**Secção de texto:**
Depois da grande viagem pelo Sul da Bolívia regressava a Uyuni para seguir em viagem para Sucre. De novo, a opção seria o autocarro nocturno. A estação de camionagem era pequena, suja e sendo noite era também um lugar para poucas amizades. Entrei no autocarro velho, com assentos estofados a pó e o vidro coberto de terra seca. O autocarro estava cheio, maioritariamente bolivianos. O cheiro não era muito agradável mas o meu olfacto também não é dos melhores, o que ajudou a suportar bem a viagem.

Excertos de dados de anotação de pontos
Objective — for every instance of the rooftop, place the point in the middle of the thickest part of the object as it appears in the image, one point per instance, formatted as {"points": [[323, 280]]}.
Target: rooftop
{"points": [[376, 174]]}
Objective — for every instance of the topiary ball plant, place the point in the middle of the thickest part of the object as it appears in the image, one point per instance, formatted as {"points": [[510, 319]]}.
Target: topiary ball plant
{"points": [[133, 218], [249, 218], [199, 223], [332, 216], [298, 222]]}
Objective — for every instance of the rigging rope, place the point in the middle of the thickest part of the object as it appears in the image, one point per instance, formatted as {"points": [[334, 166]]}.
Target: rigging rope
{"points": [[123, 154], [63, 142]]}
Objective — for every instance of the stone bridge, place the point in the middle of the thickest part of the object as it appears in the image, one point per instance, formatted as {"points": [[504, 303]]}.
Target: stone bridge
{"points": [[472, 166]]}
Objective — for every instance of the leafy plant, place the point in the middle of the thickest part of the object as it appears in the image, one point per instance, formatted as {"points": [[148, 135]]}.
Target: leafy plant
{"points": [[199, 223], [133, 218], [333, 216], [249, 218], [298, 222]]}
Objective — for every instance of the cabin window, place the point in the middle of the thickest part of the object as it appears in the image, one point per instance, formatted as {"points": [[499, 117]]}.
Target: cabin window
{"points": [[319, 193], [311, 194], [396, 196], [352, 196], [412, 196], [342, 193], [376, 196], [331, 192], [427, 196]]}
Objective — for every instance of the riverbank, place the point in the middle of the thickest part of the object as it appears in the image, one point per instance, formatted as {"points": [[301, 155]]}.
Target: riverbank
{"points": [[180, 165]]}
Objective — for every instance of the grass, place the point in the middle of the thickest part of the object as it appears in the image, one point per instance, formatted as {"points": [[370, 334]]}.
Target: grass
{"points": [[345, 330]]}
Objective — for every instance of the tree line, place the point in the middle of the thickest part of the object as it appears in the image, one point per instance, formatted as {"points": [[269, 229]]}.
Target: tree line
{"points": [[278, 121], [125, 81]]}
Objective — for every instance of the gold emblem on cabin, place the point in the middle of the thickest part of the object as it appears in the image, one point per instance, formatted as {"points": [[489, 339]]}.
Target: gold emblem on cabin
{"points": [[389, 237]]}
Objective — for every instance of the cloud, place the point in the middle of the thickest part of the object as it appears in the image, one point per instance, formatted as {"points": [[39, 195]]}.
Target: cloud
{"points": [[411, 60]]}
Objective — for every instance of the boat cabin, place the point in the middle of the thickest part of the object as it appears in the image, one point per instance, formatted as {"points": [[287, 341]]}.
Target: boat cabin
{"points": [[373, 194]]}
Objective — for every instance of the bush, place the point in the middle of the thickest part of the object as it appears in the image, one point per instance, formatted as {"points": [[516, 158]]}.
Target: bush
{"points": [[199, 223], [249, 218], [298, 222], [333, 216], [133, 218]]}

...

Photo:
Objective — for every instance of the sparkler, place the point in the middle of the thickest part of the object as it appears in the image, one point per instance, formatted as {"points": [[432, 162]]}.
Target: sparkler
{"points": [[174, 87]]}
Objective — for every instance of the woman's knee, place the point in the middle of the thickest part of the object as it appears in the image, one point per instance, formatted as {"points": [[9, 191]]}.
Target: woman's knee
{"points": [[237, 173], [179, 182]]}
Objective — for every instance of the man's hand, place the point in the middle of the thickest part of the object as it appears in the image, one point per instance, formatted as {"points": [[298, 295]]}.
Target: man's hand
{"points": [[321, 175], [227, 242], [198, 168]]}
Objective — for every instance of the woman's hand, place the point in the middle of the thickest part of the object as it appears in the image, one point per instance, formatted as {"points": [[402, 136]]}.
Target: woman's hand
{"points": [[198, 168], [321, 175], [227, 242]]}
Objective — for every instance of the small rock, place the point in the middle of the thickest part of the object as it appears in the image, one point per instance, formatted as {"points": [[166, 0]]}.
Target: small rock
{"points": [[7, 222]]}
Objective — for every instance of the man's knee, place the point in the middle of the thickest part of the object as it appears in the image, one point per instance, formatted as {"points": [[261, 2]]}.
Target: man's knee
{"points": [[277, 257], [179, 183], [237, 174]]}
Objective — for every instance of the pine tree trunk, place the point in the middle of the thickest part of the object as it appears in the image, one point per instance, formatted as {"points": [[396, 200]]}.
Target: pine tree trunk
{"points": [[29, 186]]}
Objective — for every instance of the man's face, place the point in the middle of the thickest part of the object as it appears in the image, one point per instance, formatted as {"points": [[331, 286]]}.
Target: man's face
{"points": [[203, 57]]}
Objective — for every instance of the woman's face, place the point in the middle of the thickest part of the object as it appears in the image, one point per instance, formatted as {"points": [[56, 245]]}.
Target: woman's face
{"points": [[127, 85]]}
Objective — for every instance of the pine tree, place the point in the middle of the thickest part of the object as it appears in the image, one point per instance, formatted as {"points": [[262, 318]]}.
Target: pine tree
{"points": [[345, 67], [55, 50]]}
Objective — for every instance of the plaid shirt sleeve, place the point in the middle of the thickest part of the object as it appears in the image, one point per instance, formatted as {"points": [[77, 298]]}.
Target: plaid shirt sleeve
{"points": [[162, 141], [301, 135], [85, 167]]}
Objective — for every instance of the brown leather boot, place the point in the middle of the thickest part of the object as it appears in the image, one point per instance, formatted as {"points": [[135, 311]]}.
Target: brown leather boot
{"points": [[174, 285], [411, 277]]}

**O que fazer:**
Resume em duas frases o relato da viagem de autocarro até Sucre. Os itens não fazem falta para este exercício.

**Exercício resolvido:**
Depois da grande viagem pelo Sul da Bolívia, o regresso a Uyuni serviu para seguir num autocarro noturno até Sucre, a partir de uma estação de camionagem pequena e suja. O autocarro era velho, ia cheio sobretudo de bolivianos e cheirava mal, mas um olfato pouco apurado ajudou a suportar bem a viagem.